EXERCISE OBJECTIVE: Substitute "occurrence" for every "instance" in the records, leaving all other text unchanged, and reproduce the records without the pictures.

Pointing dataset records
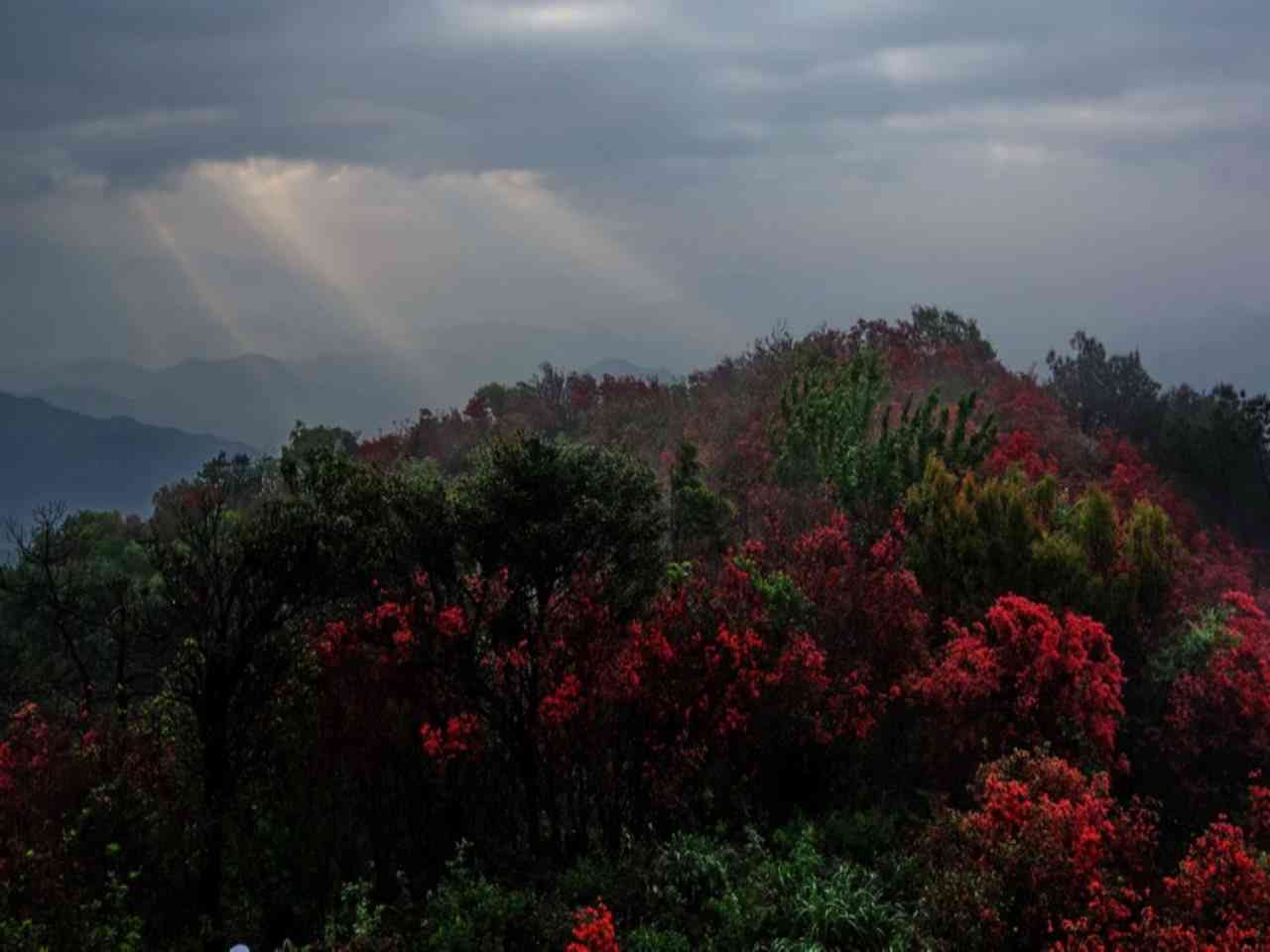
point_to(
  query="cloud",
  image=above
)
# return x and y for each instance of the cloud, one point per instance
(370, 169)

TASK RESPONSE:
point_to(
  query="cloud",
  image=above
)
# return x and y for each occurrence of the cloud, one point per occurrence
(370, 169)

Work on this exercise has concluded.